Con o sin cebolla. De un tiempo a esta parte este dilema o distinción entre los amantes de la tortilla de patatas se ha convertido en una especie de pasaporte culinario. Yo me confieso concebollista por herencia genética de las que me hacía mi madre los domingos para llevarme a Madrid o Valencia como colofón a la visita exprés a la familia del fin de semana.
Con el paso de los años uno se aficionó a los fogones y ahora es ella la que se come mis tortillas. Con ella no me puedo permitir la licencia de dejarla poco hecha, melosa o casi líquida como me pide mi hijo, lo que en la jerga tortillófila se denomina el efecto Betanzos. Mis queridos Pedrito y Pep eran muy aficionados a esta variante en las noches Champions, veladas regadas con Riojas y Riberas y con una prórroga en la que entraba en juego una llagrimeta final en copa de balón, con el pequeño Samuel ya dormido.

TUS TAREAS:
**a)** Responde según el texto sobre la tortilla de patatas:
(i) ¿Qué día de la semana le hacía tortillas su madre?
(ii) ¿Cómo se llama en la jerga tortillófila la tortilla poco hecha, melosa o casi líquida?
(iii) ¿Con qué vinos se regaban las noches Champions?
**b)** Reproduce sin cambios el tramo del texto sobre la tortilla de patatas que va desde "Con o sin cebolla." hasta "fin de semana.".

DATOS DE ORIGEN:

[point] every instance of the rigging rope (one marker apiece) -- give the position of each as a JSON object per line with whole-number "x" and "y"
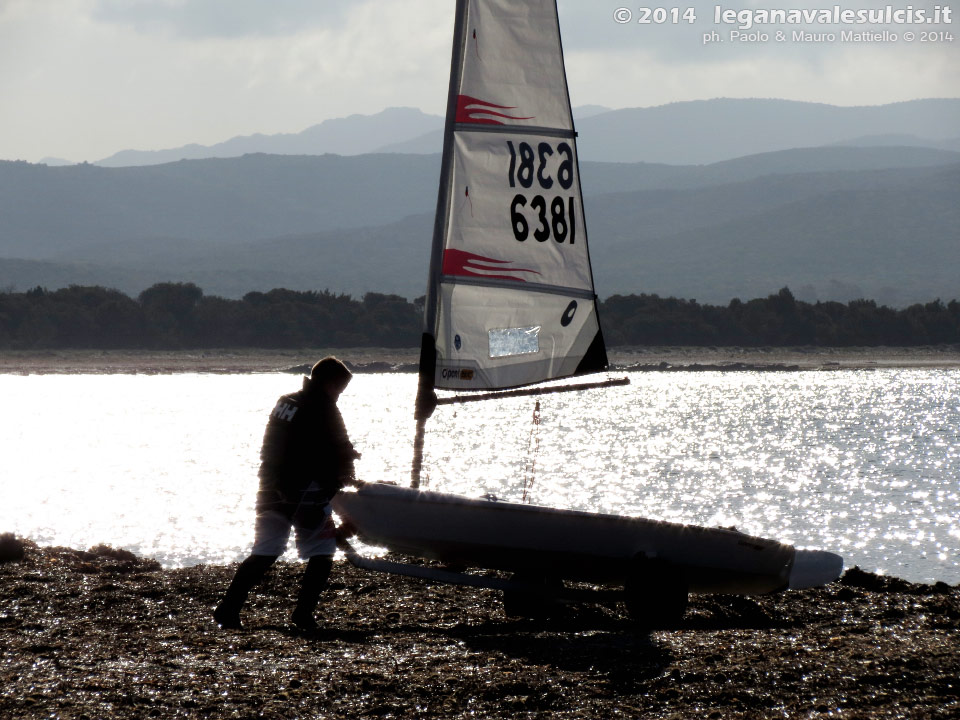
{"x": 533, "y": 440}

PROBLEMAS RESUELTOS:
**a)**
(i) Los domingos.
(ii) El efecto Betanzos.
(iii) Con Riojas y Riberas.

**b)**
Con o sin cebolla. De un tiempo a esta parte este dilema o distinción entre los amantes de la tortilla de patatas se ha convertido en una especie de pasaporte culinario. Yo me confieso concebollista por herencia genética de las que me hacía mi madre los domingos para llevarme a Madrid o Valencia como colofón a la visita exprés a la familia del fin de semana.